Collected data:
^^^^^^^^
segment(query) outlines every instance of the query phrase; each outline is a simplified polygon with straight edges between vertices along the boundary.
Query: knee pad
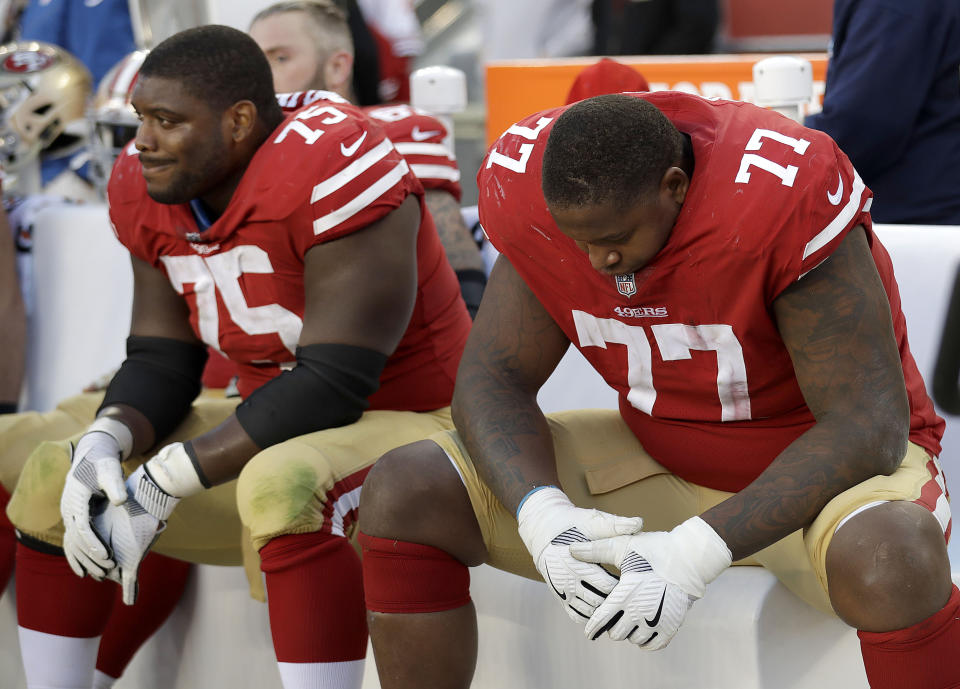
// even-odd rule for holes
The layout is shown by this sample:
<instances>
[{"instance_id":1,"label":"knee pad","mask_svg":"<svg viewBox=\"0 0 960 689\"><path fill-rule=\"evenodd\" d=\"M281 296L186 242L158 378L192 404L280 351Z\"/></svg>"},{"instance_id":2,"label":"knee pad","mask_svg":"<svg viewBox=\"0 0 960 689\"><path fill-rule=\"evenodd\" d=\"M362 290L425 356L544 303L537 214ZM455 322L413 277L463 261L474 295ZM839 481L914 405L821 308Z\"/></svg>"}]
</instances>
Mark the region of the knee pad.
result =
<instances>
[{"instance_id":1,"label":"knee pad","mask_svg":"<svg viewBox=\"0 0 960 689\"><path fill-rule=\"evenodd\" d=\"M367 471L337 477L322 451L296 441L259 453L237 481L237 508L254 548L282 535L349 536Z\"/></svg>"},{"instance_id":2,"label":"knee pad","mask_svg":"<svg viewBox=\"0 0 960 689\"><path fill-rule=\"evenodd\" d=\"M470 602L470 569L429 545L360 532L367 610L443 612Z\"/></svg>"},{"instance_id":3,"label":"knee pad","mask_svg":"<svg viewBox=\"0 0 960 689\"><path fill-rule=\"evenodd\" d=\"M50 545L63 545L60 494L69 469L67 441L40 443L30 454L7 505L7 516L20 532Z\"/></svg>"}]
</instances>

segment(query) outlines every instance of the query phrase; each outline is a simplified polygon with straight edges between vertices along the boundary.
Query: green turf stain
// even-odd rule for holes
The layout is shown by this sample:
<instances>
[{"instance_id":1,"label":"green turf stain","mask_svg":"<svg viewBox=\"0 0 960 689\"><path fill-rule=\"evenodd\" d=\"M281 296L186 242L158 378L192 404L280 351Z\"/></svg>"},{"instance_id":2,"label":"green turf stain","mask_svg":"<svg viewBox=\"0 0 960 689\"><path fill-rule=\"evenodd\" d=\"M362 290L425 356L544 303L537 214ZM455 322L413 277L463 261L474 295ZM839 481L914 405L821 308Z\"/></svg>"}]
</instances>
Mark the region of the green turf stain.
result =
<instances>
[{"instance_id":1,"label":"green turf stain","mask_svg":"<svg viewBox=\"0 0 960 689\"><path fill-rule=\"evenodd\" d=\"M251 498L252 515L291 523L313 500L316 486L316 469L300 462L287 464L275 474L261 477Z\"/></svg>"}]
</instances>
^^^^^^^^
## TO DO:
Each line above is to be repeated exactly as written; no picture is carried over.

## RESULT OF THIS EXERCISE:
segment(query) outlines every instance of the query phrase; each outline is a simplified polygon with straight edges between vertices along the boundary.
Query: knee pad
// even-odd rule for holes
The layout is shown by this sample:
<instances>
[{"instance_id":1,"label":"knee pad","mask_svg":"<svg viewBox=\"0 0 960 689\"><path fill-rule=\"evenodd\" d=\"M281 296L186 242L158 378L192 404L280 351Z\"/></svg>"},{"instance_id":2,"label":"knee pad","mask_svg":"<svg viewBox=\"0 0 960 689\"><path fill-rule=\"evenodd\" d=\"M362 290L425 356L544 303L537 214ZM455 322L413 277L463 261L474 295ZM839 481L914 405L821 308Z\"/></svg>"}]
</instances>
Mark the region of the knee pad.
result =
<instances>
[{"instance_id":1,"label":"knee pad","mask_svg":"<svg viewBox=\"0 0 960 689\"><path fill-rule=\"evenodd\" d=\"M367 471L337 477L322 451L296 441L259 453L237 481L237 508L254 548L282 535L349 536Z\"/></svg>"},{"instance_id":2,"label":"knee pad","mask_svg":"<svg viewBox=\"0 0 960 689\"><path fill-rule=\"evenodd\" d=\"M470 602L470 569L429 545L360 532L367 610L443 612Z\"/></svg>"},{"instance_id":3,"label":"knee pad","mask_svg":"<svg viewBox=\"0 0 960 689\"><path fill-rule=\"evenodd\" d=\"M50 545L63 545L60 494L69 469L67 441L40 443L30 454L7 505L7 516L20 532Z\"/></svg>"}]
</instances>

segment(query) outlines every instance of the query phrase; each outline is a simplified polygon with straight edges between vertices along the boundary.
Query: green turf stain
// even-odd rule for holes
The layout is shown by this sample:
<instances>
[{"instance_id":1,"label":"green turf stain","mask_svg":"<svg viewBox=\"0 0 960 689\"><path fill-rule=\"evenodd\" d=\"M281 296L186 242L158 378L192 404L280 351Z\"/></svg>"},{"instance_id":2,"label":"green turf stain","mask_svg":"<svg viewBox=\"0 0 960 689\"><path fill-rule=\"evenodd\" d=\"M362 290L425 356L544 303L537 214ZM455 322L413 277L463 261L474 295ZM839 481L914 405L821 308Z\"/></svg>"}]
</instances>
Mark the region of the green turf stain.
result =
<instances>
[{"instance_id":1,"label":"green turf stain","mask_svg":"<svg viewBox=\"0 0 960 689\"><path fill-rule=\"evenodd\" d=\"M251 498L252 515L291 523L313 500L316 486L316 469L300 462L287 464L275 474L261 477Z\"/></svg>"}]
</instances>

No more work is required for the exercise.